## Work item:
Every line containing the word "water" is to be copied from the data below.

================

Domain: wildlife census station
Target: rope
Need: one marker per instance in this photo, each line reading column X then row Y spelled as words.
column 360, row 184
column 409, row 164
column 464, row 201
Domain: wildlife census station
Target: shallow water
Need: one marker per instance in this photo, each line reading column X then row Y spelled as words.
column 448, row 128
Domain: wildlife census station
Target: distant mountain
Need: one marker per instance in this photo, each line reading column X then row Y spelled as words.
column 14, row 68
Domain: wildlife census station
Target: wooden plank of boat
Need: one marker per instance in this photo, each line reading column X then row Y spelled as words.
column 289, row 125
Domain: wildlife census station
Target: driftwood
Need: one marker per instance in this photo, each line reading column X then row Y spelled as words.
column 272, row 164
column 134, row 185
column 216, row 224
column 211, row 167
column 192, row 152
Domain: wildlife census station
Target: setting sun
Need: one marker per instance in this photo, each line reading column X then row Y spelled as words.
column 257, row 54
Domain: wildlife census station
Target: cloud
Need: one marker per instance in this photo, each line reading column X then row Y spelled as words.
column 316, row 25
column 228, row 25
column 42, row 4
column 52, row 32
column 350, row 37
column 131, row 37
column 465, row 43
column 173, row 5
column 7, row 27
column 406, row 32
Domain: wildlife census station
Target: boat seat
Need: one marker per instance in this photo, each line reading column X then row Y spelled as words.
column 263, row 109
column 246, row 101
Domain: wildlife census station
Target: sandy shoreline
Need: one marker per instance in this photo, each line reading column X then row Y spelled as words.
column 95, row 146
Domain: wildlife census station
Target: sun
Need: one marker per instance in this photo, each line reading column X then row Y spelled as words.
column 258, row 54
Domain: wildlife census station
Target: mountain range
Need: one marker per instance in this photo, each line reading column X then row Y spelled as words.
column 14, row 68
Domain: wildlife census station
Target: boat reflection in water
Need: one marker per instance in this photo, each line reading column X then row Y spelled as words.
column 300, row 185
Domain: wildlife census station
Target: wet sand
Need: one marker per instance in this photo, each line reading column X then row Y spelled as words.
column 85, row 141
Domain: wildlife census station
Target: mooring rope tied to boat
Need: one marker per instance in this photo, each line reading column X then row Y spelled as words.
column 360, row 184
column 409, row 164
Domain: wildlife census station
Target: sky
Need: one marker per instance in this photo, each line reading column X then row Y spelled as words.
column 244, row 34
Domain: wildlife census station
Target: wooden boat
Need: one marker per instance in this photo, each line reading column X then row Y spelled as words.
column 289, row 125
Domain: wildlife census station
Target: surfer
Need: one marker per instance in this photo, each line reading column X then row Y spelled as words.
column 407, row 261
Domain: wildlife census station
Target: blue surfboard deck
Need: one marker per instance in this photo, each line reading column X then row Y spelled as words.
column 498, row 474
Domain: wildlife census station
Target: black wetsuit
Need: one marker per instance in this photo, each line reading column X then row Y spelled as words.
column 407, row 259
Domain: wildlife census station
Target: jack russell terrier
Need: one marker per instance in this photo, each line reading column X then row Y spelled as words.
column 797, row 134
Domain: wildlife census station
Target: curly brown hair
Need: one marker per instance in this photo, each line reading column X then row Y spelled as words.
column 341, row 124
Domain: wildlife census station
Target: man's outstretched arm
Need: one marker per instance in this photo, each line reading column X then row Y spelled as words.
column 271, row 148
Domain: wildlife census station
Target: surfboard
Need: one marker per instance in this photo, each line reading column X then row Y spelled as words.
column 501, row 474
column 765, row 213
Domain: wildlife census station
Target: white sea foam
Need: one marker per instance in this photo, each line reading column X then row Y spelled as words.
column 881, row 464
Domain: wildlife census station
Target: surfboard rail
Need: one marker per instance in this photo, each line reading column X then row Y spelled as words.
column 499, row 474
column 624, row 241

================

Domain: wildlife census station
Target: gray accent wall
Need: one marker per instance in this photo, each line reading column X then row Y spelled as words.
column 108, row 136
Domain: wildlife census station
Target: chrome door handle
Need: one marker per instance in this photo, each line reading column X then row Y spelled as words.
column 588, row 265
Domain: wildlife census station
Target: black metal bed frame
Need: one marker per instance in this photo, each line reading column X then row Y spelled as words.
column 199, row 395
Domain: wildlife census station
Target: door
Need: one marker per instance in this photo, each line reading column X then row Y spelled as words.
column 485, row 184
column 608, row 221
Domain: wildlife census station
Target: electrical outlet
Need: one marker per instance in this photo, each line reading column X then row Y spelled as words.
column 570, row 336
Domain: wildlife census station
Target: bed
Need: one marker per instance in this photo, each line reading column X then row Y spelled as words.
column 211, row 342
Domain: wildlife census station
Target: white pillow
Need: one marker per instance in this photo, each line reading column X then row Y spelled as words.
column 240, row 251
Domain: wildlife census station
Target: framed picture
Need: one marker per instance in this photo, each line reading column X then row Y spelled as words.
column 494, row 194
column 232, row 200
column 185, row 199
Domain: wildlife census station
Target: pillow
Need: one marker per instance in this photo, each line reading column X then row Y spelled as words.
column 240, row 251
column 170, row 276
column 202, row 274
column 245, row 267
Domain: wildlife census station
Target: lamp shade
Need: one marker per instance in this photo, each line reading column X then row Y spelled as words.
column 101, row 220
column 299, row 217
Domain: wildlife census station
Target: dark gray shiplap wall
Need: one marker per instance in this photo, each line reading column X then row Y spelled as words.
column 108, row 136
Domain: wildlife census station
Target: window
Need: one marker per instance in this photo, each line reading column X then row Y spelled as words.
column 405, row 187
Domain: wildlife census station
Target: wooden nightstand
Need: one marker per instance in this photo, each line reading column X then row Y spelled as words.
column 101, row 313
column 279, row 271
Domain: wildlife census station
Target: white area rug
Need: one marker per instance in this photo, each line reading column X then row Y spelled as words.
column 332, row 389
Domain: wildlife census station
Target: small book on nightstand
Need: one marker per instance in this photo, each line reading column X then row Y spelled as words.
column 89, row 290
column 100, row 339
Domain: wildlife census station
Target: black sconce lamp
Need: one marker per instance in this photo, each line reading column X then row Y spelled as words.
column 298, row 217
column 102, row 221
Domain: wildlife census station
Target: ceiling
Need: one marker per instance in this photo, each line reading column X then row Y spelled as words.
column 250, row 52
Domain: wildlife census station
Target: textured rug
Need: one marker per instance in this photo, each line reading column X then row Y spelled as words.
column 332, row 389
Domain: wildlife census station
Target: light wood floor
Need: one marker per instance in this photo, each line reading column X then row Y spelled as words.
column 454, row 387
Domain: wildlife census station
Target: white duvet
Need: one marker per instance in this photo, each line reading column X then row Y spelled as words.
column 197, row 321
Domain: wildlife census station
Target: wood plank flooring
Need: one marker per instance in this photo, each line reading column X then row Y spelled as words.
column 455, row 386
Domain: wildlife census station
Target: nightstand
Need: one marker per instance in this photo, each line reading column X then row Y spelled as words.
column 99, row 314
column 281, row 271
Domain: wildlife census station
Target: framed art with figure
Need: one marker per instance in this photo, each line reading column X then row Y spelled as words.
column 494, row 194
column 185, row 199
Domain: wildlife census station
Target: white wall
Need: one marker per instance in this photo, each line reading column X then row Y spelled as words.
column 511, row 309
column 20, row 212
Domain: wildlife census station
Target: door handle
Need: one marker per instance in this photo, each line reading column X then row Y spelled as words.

================

## Exercise answer:
Target: shallow water
Target: boat reflection in water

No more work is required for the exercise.